- _What is required_:
Please revise the debate excerpt from the words "MR. HANSON: Mr." through the words "more than three?", putting "tribunal" in place of "commission".

- _Supplied passage_:

(begin)

MR. HANSON: Mr. Chairman, we have concerns around the appointment of this commission, because we're wary of the degree of independence that it may or may not have.

The worst-case scenario would be comprised of three or more Social Credit campaign managers — that would be the worse-case scenario for us. The best case would be something approximating the way the Labour Relations Board used to be — its impartiality and its separateness from any kind of interference.

I would like to ask a question of the minister. To what extent will this be independent and how many do you envision? Do you envision regional appointees, more than three?

[ Page 5112 ]

Do you envision...? Under the former legislation in the commission....

I'd also like to ask why it is not stipulated, as it is in the former act, that the commission chairman will have the rank of deputy minister? Why don't you want it to be of that rank'?

HON. MR. CHABOT: Well, the reason he hasn't been given the status of deputy minister...as time unfolds we haven't determined yet whether that position will be a full-time position or not, and we need that flexibility.

(end)

- _Data entries_:
(begin)

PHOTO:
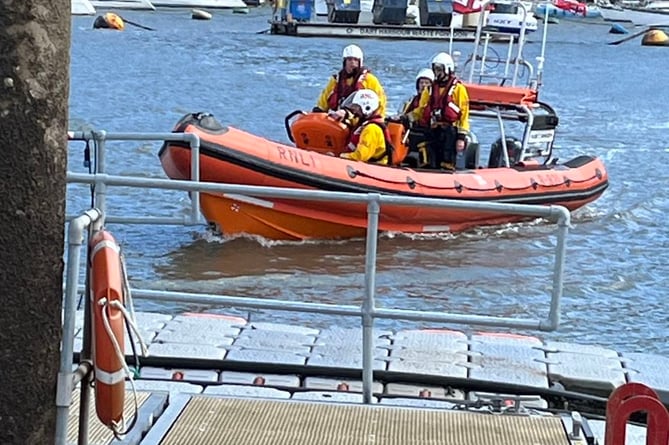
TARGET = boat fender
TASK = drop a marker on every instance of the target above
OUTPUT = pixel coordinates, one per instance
(107, 291)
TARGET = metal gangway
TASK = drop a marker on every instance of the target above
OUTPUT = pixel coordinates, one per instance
(82, 226)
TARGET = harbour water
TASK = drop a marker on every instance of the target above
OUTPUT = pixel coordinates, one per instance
(610, 100)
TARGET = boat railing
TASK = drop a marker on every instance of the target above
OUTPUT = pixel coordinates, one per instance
(369, 312)
(514, 60)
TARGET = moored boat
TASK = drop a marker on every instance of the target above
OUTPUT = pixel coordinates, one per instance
(520, 170)
(144, 5)
(636, 15)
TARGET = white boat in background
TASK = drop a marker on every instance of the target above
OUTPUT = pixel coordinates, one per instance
(510, 17)
(82, 7)
(211, 4)
(640, 16)
(145, 5)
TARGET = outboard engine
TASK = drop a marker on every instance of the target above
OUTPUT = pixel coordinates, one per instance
(513, 148)
(392, 12)
(435, 12)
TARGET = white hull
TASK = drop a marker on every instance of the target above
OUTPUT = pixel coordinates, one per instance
(145, 5)
(82, 7)
(635, 16)
(212, 4)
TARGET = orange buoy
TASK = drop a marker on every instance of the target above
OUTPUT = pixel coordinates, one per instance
(655, 37)
(106, 278)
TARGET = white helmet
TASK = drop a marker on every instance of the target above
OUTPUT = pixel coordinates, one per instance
(445, 60)
(353, 51)
(425, 73)
(367, 100)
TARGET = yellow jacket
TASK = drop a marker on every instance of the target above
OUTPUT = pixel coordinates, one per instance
(461, 99)
(372, 145)
(370, 82)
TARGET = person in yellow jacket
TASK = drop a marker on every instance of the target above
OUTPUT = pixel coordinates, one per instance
(445, 109)
(352, 77)
(370, 140)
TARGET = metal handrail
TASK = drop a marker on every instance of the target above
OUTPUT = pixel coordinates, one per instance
(368, 311)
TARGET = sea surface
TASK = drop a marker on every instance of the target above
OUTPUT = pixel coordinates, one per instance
(612, 102)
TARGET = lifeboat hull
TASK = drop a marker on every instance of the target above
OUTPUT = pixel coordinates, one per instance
(229, 155)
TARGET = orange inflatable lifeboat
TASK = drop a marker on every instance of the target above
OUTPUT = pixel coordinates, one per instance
(512, 174)
(109, 326)
(319, 132)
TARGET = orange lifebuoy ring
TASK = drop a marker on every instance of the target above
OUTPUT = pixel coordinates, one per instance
(108, 328)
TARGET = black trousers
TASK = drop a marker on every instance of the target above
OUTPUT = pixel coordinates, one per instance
(441, 146)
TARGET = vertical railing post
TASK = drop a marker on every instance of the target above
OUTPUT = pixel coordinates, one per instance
(65, 374)
(563, 222)
(100, 138)
(194, 176)
(368, 306)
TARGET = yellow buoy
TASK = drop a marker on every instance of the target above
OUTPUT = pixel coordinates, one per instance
(655, 37)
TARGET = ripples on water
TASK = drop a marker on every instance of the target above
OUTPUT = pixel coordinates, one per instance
(611, 103)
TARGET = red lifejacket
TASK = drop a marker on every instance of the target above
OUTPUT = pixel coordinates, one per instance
(342, 89)
(355, 137)
(441, 108)
(410, 106)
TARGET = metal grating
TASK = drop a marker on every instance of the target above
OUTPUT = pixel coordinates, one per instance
(98, 434)
(208, 420)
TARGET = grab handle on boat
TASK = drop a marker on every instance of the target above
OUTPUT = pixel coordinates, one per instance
(287, 123)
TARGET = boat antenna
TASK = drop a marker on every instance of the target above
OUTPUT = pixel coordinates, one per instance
(542, 56)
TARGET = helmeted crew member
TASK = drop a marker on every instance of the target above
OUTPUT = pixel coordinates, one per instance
(352, 77)
(370, 139)
(424, 80)
(445, 109)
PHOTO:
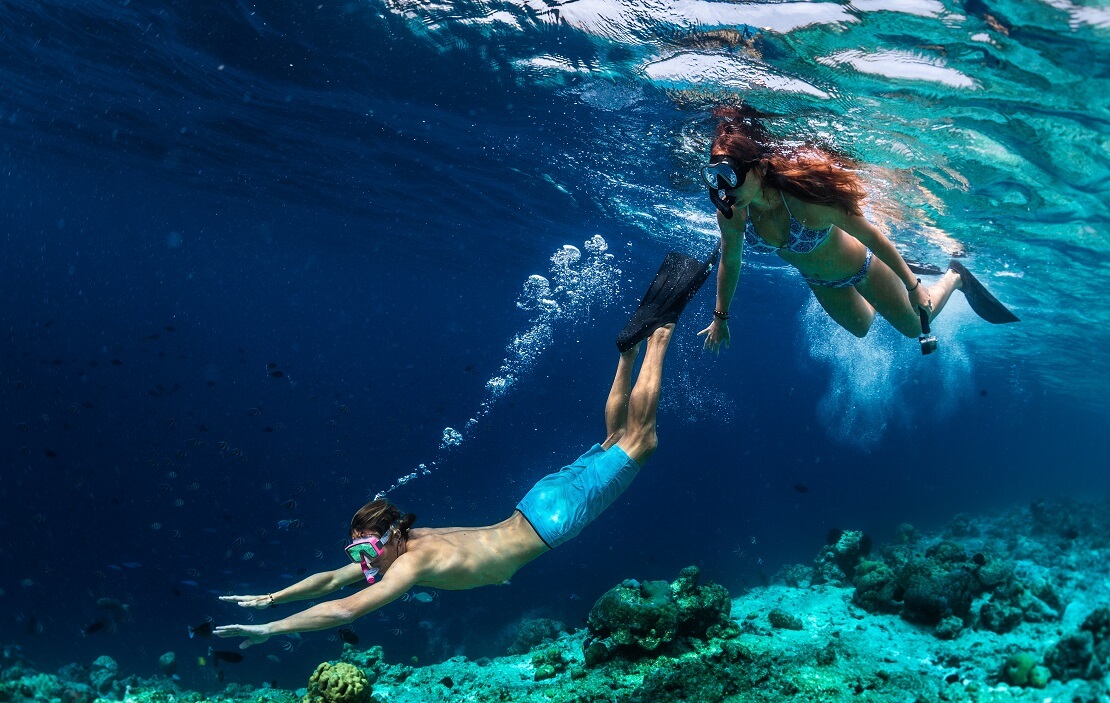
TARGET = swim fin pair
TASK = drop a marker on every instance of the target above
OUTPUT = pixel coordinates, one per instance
(677, 281)
(980, 300)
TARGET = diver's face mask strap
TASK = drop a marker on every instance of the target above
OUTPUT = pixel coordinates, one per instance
(365, 550)
(718, 176)
(723, 201)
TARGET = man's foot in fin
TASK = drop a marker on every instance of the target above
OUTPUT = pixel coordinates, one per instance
(984, 304)
(678, 279)
(924, 269)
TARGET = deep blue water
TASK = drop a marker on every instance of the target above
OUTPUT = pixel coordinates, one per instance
(197, 196)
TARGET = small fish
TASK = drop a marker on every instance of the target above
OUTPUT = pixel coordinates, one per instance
(420, 596)
(225, 655)
(203, 630)
(96, 625)
(347, 635)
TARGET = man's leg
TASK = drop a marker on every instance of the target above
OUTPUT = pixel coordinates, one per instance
(616, 407)
(638, 439)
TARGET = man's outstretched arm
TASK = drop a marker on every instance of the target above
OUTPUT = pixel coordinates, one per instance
(403, 574)
(306, 589)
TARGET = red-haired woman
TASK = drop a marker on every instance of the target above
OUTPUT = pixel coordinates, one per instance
(803, 203)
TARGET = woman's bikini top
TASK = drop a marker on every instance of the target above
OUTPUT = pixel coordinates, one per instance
(801, 240)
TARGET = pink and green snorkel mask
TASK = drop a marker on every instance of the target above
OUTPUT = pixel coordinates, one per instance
(365, 550)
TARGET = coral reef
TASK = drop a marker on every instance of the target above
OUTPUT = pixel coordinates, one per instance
(654, 613)
(337, 683)
(533, 632)
(1009, 609)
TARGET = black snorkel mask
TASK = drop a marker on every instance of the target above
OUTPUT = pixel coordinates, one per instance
(722, 173)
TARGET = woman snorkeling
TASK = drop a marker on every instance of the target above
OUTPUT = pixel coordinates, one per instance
(803, 203)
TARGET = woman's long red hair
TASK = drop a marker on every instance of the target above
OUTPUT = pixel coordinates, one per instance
(808, 172)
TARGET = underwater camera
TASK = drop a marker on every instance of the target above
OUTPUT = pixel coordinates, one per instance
(927, 340)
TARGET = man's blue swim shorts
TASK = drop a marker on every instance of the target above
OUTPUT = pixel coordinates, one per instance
(563, 503)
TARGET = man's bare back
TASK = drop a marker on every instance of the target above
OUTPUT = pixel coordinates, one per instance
(456, 559)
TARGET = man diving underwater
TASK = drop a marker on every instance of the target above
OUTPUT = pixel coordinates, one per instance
(391, 555)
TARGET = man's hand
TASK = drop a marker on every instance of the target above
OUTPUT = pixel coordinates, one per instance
(716, 335)
(249, 601)
(254, 634)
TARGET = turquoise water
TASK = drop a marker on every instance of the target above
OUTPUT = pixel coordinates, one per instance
(984, 126)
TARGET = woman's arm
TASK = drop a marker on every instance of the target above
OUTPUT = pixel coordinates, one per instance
(728, 274)
(402, 575)
(313, 586)
(880, 244)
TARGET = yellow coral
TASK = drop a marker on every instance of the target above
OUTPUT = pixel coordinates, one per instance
(337, 683)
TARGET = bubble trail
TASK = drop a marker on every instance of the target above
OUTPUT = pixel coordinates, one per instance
(575, 285)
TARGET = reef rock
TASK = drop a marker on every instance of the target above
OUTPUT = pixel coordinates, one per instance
(337, 683)
(654, 613)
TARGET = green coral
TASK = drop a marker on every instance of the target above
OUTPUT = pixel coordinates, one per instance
(652, 614)
(337, 683)
(548, 663)
(1018, 669)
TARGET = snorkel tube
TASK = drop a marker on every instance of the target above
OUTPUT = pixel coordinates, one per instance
(723, 202)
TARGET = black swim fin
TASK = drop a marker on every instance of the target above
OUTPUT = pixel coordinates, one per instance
(924, 269)
(984, 304)
(678, 279)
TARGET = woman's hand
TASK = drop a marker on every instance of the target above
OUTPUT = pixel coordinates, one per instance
(254, 634)
(920, 298)
(716, 334)
(250, 601)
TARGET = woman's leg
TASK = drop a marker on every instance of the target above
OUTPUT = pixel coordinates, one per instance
(639, 439)
(847, 308)
(887, 293)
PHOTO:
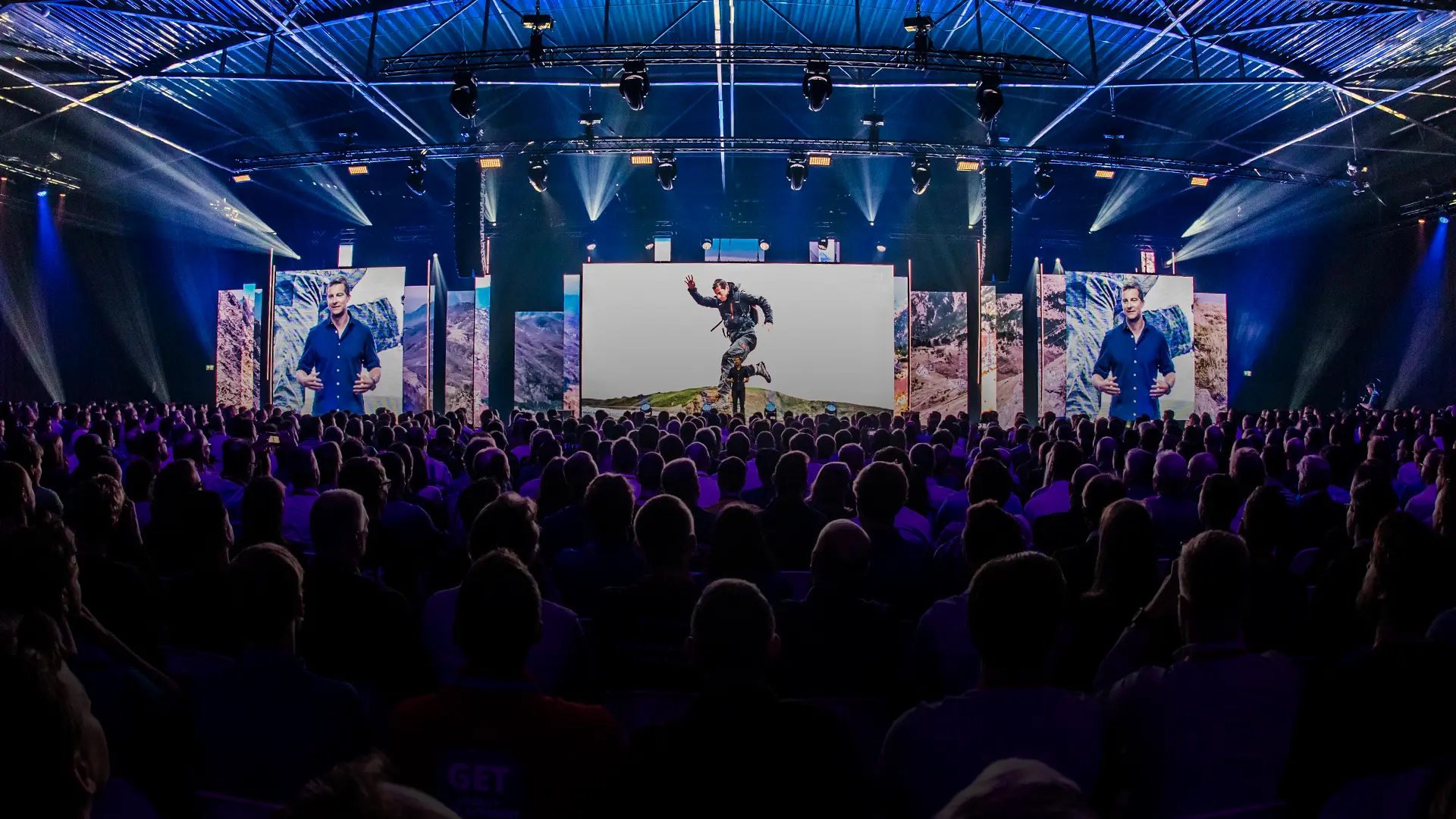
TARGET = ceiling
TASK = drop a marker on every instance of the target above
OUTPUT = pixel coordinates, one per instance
(1301, 85)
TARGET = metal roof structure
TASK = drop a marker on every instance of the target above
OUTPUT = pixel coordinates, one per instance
(1299, 86)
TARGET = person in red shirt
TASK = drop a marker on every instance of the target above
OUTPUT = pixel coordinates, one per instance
(491, 745)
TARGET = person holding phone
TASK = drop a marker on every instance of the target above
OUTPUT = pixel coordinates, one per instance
(338, 363)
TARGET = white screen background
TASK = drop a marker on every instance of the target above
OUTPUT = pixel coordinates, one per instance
(832, 338)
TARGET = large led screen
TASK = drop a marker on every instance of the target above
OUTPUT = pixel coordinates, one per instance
(1210, 352)
(940, 352)
(1094, 306)
(376, 299)
(647, 340)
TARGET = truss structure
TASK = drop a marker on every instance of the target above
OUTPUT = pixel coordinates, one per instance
(38, 172)
(712, 55)
(785, 148)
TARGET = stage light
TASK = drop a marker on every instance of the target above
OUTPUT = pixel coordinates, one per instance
(465, 93)
(921, 25)
(634, 83)
(588, 121)
(919, 175)
(875, 121)
(1044, 180)
(989, 98)
(536, 172)
(799, 171)
(817, 86)
(416, 177)
(538, 22)
(666, 169)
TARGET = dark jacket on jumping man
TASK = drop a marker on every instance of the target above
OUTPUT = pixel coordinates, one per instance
(737, 309)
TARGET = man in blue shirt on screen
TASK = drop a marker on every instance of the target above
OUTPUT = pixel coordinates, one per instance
(1134, 366)
(338, 359)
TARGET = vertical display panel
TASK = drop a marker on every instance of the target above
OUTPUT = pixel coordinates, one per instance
(940, 352)
(417, 349)
(376, 300)
(539, 360)
(1210, 352)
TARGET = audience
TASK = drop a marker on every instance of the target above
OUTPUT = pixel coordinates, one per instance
(889, 554)
(1014, 613)
(492, 744)
(1169, 727)
(742, 751)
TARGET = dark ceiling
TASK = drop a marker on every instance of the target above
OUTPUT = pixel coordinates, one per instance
(121, 86)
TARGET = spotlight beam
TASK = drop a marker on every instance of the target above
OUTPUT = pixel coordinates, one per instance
(783, 146)
(1353, 114)
(1112, 74)
(112, 117)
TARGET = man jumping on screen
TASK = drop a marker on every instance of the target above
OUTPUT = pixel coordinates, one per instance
(739, 318)
(1134, 365)
(338, 352)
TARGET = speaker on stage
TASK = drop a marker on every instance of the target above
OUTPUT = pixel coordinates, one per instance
(469, 221)
(996, 222)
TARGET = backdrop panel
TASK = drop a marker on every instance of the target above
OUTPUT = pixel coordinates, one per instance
(940, 350)
(481, 369)
(571, 344)
(644, 338)
(376, 300)
(1053, 344)
(237, 366)
(986, 363)
(417, 347)
(902, 373)
(539, 360)
(460, 346)
(1011, 334)
(1210, 352)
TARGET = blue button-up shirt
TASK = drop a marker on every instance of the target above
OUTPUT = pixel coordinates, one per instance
(338, 360)
(1136, 363)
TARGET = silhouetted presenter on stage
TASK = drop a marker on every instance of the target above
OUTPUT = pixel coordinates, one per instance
(739, 318)
(338, 359)
(1134, 366)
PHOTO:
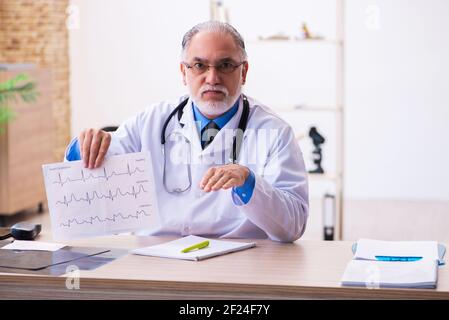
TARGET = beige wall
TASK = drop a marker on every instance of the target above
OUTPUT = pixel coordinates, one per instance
(35, 32)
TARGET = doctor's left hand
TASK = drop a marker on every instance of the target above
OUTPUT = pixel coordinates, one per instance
(224, 177)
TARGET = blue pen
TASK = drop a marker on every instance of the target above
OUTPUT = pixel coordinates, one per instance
(392, 258)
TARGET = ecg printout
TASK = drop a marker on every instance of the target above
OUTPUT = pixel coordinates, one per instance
(114, 198)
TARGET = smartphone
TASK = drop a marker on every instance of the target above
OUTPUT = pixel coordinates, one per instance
(5, 233)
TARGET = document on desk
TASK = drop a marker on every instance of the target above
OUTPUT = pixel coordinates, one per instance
(421, 274)
(117, 197)
(369, 249)
(173, 249)
(33, 245)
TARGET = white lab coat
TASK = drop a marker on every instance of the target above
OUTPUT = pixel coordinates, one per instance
(278, 208)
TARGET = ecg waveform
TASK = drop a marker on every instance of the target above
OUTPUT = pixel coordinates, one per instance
(97, 219)
(110, 195)
(105, 175)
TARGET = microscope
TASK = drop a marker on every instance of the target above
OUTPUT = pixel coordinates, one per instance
(317, 140)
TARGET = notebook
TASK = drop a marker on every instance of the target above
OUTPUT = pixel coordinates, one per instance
(368, 249)
(173, 248)
(420, 274)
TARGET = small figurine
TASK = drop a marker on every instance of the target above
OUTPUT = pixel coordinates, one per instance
(305, 31)
(317, 140)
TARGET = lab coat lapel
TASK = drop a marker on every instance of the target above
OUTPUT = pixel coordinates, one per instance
(223, 139)
(189, 129)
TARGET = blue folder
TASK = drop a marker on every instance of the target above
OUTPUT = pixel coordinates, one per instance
(441, 252)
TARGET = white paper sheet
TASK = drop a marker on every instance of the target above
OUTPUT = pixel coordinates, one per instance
(115, 198)
(381, 274)
(33, 245)
(368, 249)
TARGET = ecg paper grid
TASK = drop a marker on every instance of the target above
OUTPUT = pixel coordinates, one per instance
(115, 198)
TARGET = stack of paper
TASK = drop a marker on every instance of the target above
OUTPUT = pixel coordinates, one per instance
(173, 249)
(384, 274)
(393, 264)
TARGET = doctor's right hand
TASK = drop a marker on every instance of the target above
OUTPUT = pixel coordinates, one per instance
(94, 144)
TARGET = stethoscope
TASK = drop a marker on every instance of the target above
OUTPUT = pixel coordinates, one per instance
(236, 141)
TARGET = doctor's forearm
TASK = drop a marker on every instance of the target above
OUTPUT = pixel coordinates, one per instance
(281, 214)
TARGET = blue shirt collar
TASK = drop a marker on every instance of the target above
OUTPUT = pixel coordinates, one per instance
(202, 121)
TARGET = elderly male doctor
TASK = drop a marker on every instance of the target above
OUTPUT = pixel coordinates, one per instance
(211, 179)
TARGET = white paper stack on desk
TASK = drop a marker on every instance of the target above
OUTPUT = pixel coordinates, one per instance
(393, 264)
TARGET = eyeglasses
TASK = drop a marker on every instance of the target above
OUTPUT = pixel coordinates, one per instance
(225, 67)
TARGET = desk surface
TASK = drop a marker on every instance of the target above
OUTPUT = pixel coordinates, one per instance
(304, 269)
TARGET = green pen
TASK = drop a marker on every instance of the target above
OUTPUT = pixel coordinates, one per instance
(198, 246)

(end)

- _Result of the exercise_:
MR. HANSON: Mr. Chairman, we have concerns around the appointment of this tribunal, because we're wary of the degree of independence that it may or may not have.

The worst-case scenario would be comprised of three or more Social Credit campaign managers — that would be the worse-case scenario for us. The best case would be something approximating the way the Labour Relations Board used to be — its impartiality and its separateness from any kind of interference.

I would like to ask a question of the minister. To what extent will this be independent and how many do you envision? Do you envision regional appointees, more than three?